Quoted text:
-*-*-
It happens once in while. There’s a band you remember from adolescence, with just a couple snippets of songs you recall them recording. Big hits you still hear on the radio 18 years after they were released. A friend invites you to a gig and you think “well what am I gonna do for the other hour and half they are singing songs I don’t know?” Then the band bursts onto the stage, wailing away at a recent number, and 20 minutes later you realise you know every single tune. Third Eye Blind may only stir up memories of the late 90’s hits “Jumper” and “Semi-Charmed Kinda Life”, but they’ve continued to leave their mark on popular music without you realising it. I stood there stunned, as the entire sold-out audience of the Kentish Town Forum sang along to every number, making this an easy gig for Stephan Jenkins, as he was often able to stop the vocals and let the audience take over. Not that he needed to, his boyish tenor sounds as strong and clear as it does on the recordings, belying his 51 years of age.
-*-*-
[Entries from a dataset]
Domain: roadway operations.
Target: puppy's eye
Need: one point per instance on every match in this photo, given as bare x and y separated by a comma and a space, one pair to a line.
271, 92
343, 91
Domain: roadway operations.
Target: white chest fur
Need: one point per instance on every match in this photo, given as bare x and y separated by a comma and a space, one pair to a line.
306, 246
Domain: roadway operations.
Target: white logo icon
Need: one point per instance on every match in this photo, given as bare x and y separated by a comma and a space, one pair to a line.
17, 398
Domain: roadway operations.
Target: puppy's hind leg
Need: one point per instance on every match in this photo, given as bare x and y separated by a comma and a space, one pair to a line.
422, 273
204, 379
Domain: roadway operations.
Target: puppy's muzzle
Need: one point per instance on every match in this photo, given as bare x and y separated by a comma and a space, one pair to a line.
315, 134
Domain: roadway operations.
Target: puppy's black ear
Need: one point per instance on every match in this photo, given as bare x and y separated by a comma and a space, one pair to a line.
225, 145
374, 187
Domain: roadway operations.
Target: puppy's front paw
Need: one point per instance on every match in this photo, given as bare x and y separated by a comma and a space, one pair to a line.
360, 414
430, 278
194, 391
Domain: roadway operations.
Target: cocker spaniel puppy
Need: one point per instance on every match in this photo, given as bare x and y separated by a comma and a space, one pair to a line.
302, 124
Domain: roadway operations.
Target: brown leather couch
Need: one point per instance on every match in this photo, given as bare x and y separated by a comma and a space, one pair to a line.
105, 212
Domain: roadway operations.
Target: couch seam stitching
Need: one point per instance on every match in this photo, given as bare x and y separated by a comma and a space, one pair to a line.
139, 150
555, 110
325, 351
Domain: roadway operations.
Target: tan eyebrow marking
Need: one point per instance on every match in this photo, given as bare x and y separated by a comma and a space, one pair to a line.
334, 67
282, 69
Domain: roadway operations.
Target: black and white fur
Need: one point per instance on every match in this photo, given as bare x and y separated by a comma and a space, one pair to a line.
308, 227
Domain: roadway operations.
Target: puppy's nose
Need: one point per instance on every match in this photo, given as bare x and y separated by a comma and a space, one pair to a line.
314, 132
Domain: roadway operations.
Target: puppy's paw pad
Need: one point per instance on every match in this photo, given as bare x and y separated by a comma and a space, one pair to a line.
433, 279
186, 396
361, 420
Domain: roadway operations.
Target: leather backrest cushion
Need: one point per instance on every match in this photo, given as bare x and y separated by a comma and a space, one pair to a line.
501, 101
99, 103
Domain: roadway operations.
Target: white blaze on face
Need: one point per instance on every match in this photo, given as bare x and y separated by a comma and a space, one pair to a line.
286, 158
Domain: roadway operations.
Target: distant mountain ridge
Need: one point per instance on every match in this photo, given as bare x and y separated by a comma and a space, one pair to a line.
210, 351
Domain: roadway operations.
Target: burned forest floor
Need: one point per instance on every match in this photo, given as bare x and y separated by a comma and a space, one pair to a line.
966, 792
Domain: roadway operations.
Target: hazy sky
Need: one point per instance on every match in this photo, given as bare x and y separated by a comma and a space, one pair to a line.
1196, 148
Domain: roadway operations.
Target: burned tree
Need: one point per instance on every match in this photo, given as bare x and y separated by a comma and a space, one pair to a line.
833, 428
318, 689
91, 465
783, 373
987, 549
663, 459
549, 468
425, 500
-*-*-
Continue the review of the Third Eye Blind concert at the Kentish Town Forum, starting right after its last sentence.

Yes, there were moments this felt like a retro-gig, and you were transported to before the turn of the century, when heavily-produced jangle-pop felt revolutionary. But for the most part, the show was a 90 minute timeless revelry of great songwriting and positive-vibe California blissfulness. I’ve always been drawn to the way Third Eye Blind writes about dark topics and tragic stories, yet puts them into sunshine-soaked poppy tunes that seduce the masses into listening to songs about overdoses and suicides. The band very much accomplishes the same thing live. The mixed-age crowd sang and danced their hearts out cheerfully, while the band performed the first three numbers in total blackness. Afterwards Jenkins thrashed on stage in head to toe black, thick boots, and a wooly hat covering his eyes. 18 years and 12 million record sales later, Third Eye Blind still carries a darkness within, and this is what I believe has sustained their artistic and commercial success. Unlike many record-label powerhouse pop bands of the 90s, they’ve always had more than a catchy tune, they’ve always had something darker to reveal.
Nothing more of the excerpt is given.